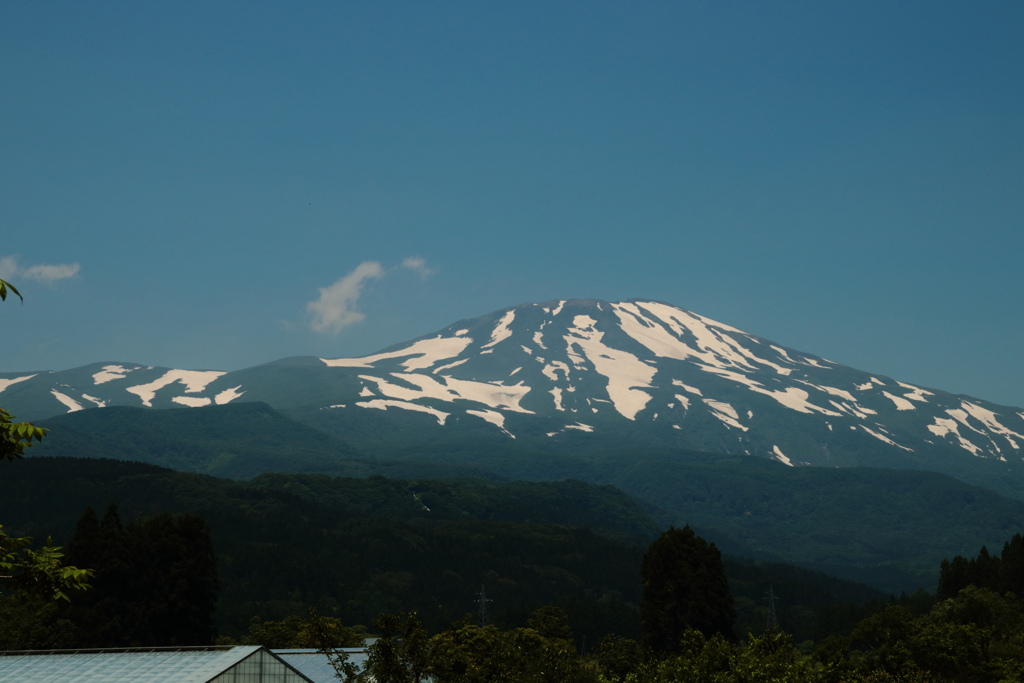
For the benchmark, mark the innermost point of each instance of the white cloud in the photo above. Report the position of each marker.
(336, 306)
(9, 269)
(418, 264)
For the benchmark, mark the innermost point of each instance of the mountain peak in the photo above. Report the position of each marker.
(588, 371)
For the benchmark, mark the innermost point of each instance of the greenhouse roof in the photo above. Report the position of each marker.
(248, 664)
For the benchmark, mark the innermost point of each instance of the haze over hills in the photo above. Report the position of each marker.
(571, 376)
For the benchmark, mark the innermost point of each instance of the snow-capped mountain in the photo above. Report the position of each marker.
(634, 372)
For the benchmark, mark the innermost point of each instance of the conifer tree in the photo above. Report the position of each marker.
(684, 587)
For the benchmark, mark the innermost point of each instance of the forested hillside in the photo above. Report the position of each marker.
(882, 526)
(355, 548)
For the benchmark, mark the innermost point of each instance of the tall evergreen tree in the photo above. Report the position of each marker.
(684, 587)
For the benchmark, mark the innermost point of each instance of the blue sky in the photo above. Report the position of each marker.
(844, 178)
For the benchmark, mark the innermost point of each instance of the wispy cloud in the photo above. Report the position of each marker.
(43, 272)
(337, 306)
(418, 264)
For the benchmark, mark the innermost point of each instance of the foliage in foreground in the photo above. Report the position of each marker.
(39, 571)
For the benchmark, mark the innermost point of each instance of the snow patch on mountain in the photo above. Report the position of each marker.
(110, 373)
(428, 387)
(195, 381)
(227, 395)
(988, 419)
(502, 330)
(724, 412)
(494, 418)
(557, 393)
(421, 354)
(72, 404)
(780, 457)
(98, 401)
(192, 401)
(884, 438)
(625, 372)
(383, 404)
(901, 403)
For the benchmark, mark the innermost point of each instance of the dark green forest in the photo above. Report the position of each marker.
(889, 528)
(354, 548)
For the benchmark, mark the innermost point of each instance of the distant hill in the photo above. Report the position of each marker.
(237, 441)
(356, 547)
(886, 527)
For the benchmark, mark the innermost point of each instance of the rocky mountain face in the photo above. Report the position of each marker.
(585, 375)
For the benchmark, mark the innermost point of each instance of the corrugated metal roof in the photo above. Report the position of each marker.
(130, 666)
(316, 667)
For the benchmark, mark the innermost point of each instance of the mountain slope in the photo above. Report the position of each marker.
(573, 375)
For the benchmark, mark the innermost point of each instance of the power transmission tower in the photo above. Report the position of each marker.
(482, 600)
(772, 620)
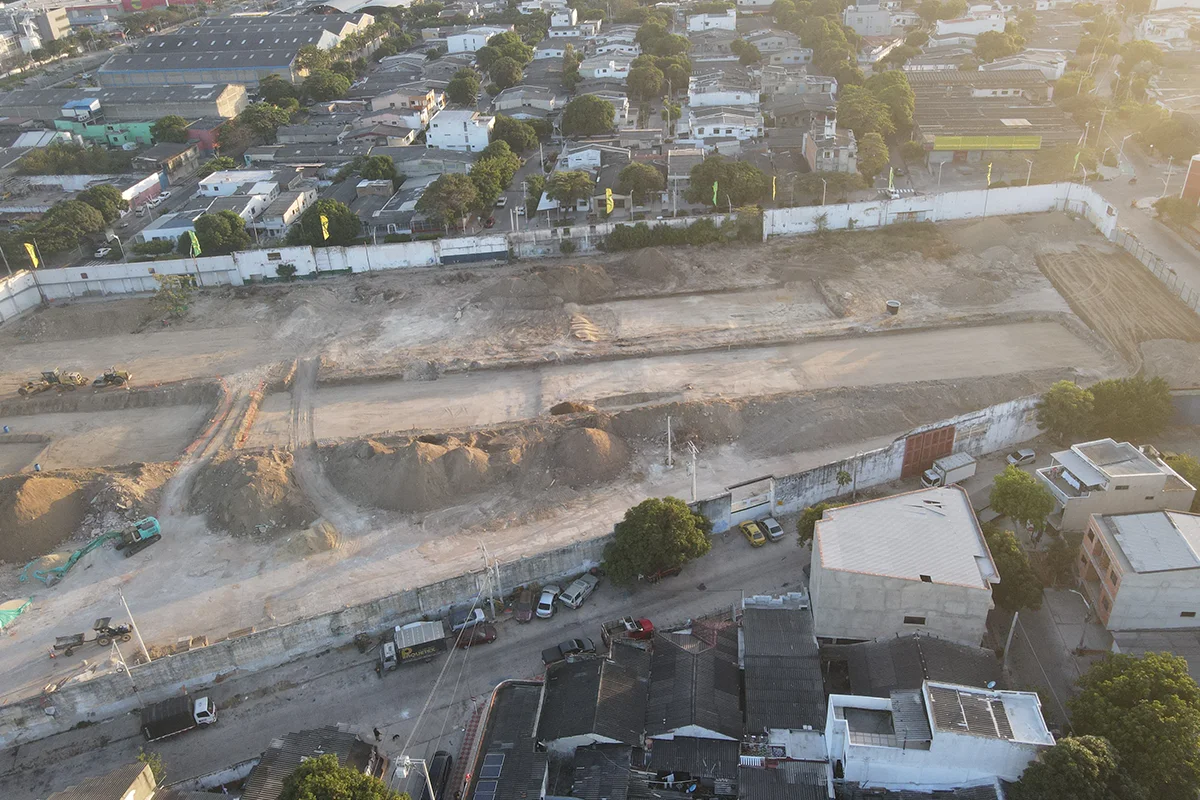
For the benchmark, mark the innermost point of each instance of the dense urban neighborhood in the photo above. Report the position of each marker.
(522, 400)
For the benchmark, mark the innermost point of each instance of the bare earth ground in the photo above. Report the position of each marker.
(702, 332)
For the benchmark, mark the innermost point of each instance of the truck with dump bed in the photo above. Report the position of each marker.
(412, 642)
(177, 715)
(948, 470)
(625, 627)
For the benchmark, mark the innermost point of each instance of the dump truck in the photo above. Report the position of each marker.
(177, 715)
(625, 627)
(412, 642)
(948, 470)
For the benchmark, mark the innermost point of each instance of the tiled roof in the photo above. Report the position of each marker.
(876, 668)
(783, 669)
(700, 689)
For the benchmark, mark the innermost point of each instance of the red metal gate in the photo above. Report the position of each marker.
(921, 450)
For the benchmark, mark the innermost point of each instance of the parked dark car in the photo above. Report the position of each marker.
(522, 611)
(478, 635)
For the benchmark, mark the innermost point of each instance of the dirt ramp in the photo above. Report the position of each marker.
(587, 456)
(37, 512)
(250, 494)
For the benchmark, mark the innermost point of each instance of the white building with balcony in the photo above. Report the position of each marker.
(941, 737)
(1105, 476)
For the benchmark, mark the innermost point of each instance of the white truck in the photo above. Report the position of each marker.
(948, 470)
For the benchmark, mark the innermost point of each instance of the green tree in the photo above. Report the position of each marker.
(106, 199)
(378, 168)
(343, 226)
(873, 155)
(1149, 708)
(169, 128)
(737, 182)
(1021, 498)
(325, 84)
(274, 90)
(1019, 587)
(640, 180)
(324, 779)
(1077, 768)
(655, 535)
(449, 198)
(863, 113)
(221, 233)
(1066, 411)
(463, 88)
(569, 187)
(214, 164)
(588, 115)
(997, 44)
(1132, 408)
(809, 518)
(517, 134)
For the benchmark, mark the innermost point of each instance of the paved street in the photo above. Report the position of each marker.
(341, 686)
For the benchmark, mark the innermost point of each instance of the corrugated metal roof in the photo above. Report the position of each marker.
(931, 533)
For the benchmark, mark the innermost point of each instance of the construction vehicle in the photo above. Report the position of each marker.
(113, 377)
(138, 536)
(57, 379)
(177, 715)
(105, 636)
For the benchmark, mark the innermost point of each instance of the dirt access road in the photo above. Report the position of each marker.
(489, 397)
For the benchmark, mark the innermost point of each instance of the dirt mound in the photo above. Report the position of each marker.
(251, 494)
(1174, 360)
(586, 456)
(37, 512)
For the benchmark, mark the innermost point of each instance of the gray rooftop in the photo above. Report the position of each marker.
(929, 535)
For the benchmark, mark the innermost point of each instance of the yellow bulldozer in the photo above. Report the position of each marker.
(54, 379)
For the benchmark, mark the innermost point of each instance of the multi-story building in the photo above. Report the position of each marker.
(1105, 476)
(915, 561)
(1141, 571)
(460, 130)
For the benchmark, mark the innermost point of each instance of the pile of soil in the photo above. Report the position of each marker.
(249, 494)
(37, 512)
(587, 456)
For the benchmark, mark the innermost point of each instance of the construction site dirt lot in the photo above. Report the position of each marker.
(771, 358)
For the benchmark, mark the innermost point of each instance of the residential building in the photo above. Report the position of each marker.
(868, 19)
(725, 20)
(1105, 476)
(829, 150)
(940, 737)
(595, 701)
(1141, 571)
(913, 561)
(121, 104)
(473, 38)
(720, 122)
(460, 130)
(291, 750)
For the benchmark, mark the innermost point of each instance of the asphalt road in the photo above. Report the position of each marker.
(341, 686)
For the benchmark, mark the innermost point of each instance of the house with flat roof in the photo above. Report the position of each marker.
(1141, 571)
(907, 563)
(1105, 476)
(939, 737)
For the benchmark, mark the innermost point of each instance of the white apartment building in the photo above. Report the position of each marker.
(1105, 476)
(460, 130)
(907, 563)
(941, 737)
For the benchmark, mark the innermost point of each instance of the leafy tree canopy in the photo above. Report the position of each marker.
(655, 535)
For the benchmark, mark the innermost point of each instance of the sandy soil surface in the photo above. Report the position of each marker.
(490, 397)
(103, 438)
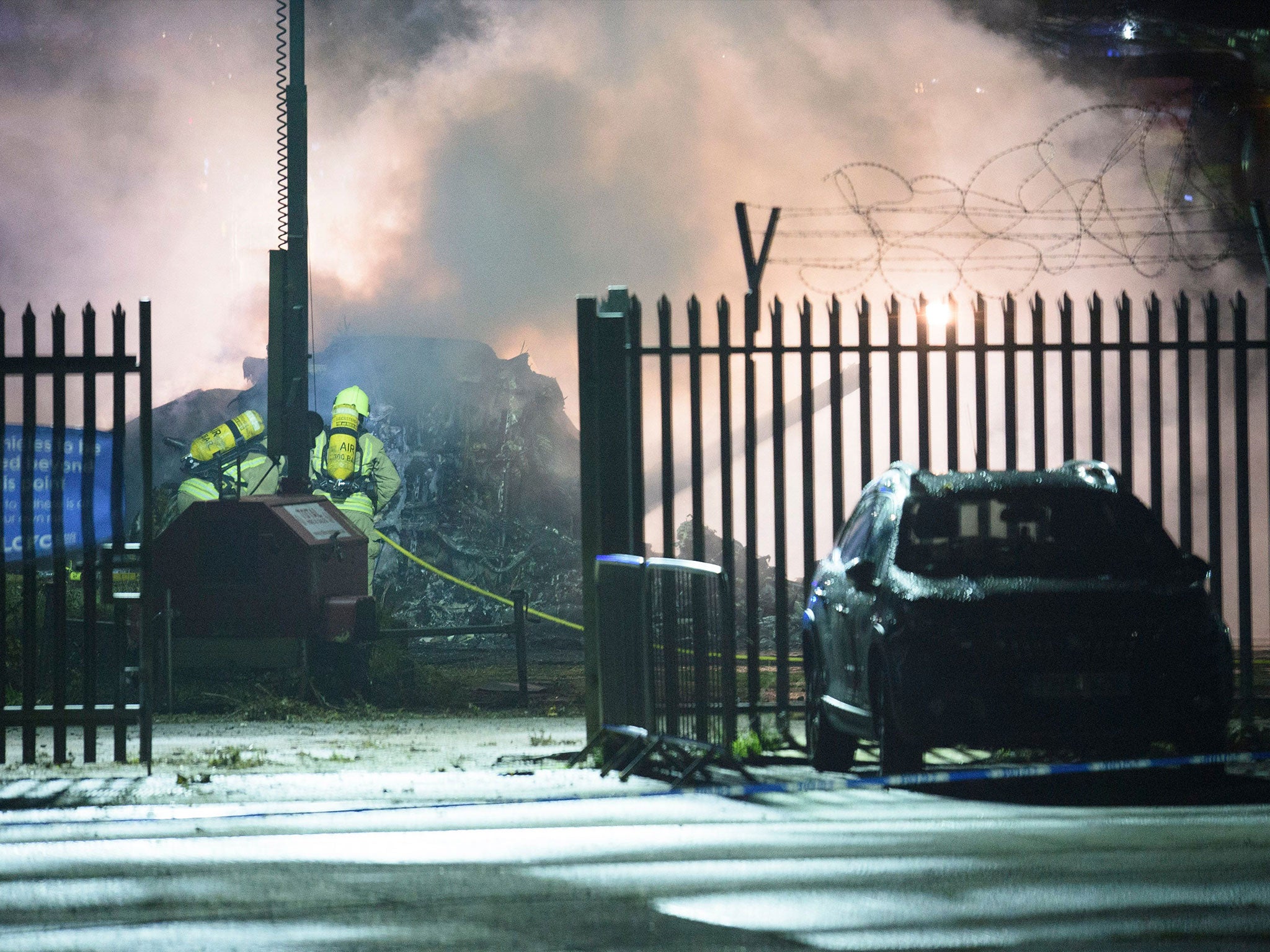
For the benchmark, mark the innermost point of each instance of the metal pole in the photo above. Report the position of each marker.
(167, 631)
(145, 361)
(522, 660)
(288, 281)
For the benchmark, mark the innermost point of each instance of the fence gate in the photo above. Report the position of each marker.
(1173, 402)
(79, 627)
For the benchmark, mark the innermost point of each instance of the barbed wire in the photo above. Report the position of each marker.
(1132, 192)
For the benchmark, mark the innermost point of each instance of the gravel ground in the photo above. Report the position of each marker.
(198, 754)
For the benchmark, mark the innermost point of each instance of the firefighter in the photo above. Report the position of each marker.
(350, 466)
(254, 475)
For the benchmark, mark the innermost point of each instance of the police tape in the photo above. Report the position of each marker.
(478, 589)
(981, 774)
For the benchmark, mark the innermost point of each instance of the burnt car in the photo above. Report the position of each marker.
(1010, 610)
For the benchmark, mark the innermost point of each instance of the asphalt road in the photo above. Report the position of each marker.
(860, 870)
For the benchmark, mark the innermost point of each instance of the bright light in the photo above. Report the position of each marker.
(939, 312)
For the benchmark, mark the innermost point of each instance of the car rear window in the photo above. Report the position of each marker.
(1037, 534)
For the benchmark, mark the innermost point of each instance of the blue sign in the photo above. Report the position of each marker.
(43, 469)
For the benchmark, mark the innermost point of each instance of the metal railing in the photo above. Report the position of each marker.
(515, 627)
(670, 654)
(109, 685)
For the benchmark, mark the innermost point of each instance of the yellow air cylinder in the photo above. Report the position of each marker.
(342, 443)
(229, 434)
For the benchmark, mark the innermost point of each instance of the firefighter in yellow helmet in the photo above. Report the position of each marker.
(214, 455)
(350, 466)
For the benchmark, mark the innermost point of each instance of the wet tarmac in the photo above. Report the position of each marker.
(1158, 860)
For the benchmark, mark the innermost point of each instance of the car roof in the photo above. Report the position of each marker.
(905, 480)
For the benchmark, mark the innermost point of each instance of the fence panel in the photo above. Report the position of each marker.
(1214, 386)
(60, 681)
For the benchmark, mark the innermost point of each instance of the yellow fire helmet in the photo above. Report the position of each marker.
(355, 398)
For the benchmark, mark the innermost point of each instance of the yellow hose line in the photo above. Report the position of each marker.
(478, 589)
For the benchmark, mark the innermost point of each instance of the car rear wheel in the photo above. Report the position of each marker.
(827, 748)
(894, 753)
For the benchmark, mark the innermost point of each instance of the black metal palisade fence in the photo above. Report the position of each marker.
(81, 672)
(1082, 375)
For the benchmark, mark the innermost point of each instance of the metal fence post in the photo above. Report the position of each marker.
(610, 483)
(522, 658)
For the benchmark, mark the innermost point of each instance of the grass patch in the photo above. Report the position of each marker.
(233, 758)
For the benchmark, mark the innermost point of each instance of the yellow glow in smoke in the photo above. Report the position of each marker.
(938, 312)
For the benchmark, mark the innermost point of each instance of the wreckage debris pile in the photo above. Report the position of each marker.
(489, 474)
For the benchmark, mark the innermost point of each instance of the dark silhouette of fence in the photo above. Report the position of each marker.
(1005, 372)
(70, 674)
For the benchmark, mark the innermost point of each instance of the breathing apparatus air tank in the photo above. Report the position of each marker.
(342, 443)
(243, 428)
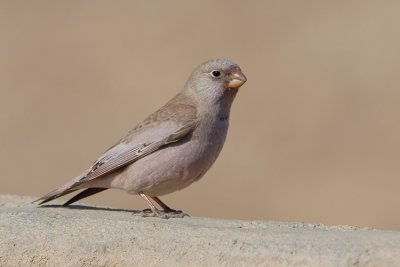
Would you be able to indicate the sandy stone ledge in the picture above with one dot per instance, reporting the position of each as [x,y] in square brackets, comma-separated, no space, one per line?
[96,236]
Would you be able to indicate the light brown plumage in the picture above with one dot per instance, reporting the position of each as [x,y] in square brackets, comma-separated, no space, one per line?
[172,147]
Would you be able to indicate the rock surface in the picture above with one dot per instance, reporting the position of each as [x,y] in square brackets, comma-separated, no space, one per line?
[96,236]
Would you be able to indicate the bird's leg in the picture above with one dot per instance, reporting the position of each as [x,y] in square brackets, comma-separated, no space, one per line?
[163,205]
[168,211]
[156,212]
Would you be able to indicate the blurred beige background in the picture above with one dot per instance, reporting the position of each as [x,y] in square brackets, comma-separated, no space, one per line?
[315,132]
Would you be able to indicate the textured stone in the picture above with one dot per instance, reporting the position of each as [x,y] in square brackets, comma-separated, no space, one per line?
[98,236]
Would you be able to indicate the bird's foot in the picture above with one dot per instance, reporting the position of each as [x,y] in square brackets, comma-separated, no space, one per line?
[164,214]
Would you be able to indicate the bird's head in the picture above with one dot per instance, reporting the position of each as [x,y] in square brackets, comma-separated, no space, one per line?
[215,78]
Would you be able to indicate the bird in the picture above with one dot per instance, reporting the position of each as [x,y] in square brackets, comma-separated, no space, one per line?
[171,148]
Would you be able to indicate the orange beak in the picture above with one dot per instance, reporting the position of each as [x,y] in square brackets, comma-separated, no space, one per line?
[236,80]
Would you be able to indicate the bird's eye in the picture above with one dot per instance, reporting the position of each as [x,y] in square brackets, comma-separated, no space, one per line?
[216,73]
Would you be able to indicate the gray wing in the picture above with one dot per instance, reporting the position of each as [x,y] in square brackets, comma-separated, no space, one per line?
[168,125]
[123,154]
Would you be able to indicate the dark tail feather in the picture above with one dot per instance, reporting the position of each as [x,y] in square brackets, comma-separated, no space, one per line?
[53,195]
[84,193]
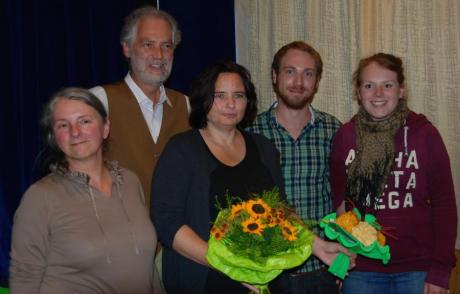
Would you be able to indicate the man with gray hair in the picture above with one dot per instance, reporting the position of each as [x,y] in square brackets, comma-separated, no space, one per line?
[143,113]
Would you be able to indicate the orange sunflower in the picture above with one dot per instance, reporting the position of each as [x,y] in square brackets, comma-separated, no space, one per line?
[257,208]
[289,231]
[237,209]
[253,225]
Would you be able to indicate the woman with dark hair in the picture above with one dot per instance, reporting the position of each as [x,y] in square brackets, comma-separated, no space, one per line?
[392,162]
[201,166]
[84,227]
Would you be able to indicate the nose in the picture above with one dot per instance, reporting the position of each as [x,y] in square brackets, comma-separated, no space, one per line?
[298,81]
[230,102]
[74,130]
[378,91]
[157,51]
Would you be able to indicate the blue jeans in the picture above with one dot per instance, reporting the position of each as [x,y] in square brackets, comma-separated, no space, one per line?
[384,283]
[316,282]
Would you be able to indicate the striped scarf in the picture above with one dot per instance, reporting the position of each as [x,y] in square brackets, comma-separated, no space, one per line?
[368,173]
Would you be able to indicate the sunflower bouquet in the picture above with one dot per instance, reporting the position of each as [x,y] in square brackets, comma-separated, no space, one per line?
[363,236]
[253,241]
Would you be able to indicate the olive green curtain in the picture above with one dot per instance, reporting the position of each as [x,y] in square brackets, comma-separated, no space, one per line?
[425,34]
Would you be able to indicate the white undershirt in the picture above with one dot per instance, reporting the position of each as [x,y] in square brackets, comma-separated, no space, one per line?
[153,115]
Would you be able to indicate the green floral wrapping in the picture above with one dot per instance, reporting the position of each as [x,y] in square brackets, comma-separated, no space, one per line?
[243,269]
[335,232]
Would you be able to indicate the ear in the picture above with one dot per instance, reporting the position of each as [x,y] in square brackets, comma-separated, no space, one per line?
[402,91]
[126,50]
[274,77]
[358,96]
[106,129]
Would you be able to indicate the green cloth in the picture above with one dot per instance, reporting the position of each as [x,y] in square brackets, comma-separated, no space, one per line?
[258,273]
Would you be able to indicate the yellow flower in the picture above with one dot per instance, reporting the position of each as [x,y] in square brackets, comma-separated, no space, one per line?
[253,225]
[289,231]
[237,209]
[258,208]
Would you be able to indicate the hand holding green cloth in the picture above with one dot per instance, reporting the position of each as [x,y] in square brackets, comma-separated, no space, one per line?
[335,232]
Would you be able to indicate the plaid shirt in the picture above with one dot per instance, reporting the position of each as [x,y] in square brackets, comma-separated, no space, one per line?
[305,165]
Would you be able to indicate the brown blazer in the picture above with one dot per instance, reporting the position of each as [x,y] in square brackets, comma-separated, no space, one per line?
[131,143]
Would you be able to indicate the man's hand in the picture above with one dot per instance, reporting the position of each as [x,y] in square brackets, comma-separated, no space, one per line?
[328,251]
[433,289]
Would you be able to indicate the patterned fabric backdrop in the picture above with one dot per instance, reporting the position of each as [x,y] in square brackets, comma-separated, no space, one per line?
[425,34]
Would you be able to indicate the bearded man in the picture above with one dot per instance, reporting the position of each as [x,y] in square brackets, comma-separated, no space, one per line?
[143,113]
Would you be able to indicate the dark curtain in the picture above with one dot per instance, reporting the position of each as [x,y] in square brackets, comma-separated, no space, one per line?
[50,44]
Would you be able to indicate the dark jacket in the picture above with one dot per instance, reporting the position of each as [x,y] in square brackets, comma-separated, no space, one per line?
[417,205]
[180,197]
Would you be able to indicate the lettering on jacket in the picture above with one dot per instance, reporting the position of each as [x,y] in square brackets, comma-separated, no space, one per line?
[402,181]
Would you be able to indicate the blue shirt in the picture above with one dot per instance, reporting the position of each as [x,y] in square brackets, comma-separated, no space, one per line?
[305,166]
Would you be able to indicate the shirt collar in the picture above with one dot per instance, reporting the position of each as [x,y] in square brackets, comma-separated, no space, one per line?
[140,95]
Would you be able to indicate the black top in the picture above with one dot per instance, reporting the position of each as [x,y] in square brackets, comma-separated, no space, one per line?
[180,196]
[248,177]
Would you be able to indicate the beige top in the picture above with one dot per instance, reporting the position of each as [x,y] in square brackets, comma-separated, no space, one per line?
[69,238]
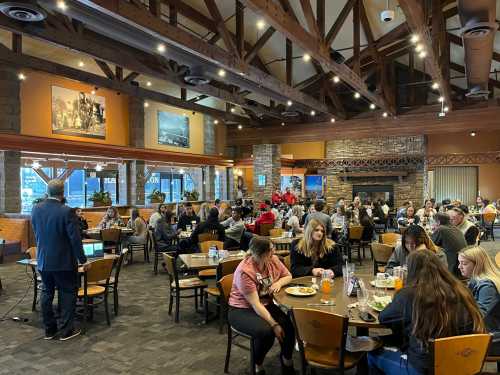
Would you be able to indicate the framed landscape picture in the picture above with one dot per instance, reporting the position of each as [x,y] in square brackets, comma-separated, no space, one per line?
[173,129]
[78,113]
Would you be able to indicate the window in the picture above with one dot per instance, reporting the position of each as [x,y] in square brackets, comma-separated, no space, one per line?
[32,187]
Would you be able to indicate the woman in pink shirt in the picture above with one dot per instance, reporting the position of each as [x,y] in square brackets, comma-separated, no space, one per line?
[252,310]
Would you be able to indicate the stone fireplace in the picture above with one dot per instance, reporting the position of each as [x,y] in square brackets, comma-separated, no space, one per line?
[392,167]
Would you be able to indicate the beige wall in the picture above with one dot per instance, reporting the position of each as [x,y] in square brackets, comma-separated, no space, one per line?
[151,129]
[36,112]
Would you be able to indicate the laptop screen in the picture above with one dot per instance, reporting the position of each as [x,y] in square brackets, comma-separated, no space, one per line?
[93,250]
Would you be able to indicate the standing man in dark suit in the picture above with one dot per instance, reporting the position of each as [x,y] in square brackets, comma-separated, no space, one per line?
[59,249]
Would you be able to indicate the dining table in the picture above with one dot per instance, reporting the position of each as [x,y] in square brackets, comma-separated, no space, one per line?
[342,303]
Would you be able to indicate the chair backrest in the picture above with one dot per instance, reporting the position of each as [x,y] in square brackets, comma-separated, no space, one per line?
[389,238]
[355,232]
[111,235]
[265,228]
[322,330]
[276,232]
[225,284]
[459,355]
[31,253]
[381,252]
[489,217]
[208,236]
[205,246]
[100,270]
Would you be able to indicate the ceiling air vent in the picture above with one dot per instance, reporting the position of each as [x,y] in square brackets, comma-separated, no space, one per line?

* **Aim**:
Give the material from the line with "firefighter in the" to the line with "(1010, 610)", both included, as a Markdown table with the columns Row and Line. Put one numbered line in each row and leave out blank lines.

* **Exercise answer**:
| Row | Line |
|---|---|
| 1 | For the benchmark, mark the innermost point of each instance of the firefighter in the photo above. Report the position of each marker. |
| 2 | (350, 466) |
| 3 | (254, 475) |
| 4 | For the benchmark, mark the innermost point of each instance of the police tape in the photo above. Report the position of each marker. |
| 5 | (478, 589) |
| 6 | (981, 774) |
| 7 | For the benchmark, mark the innermost point of each instance of the burnt car in the photo above. Report the position of each marker. |
| 8 | (1010, 610) |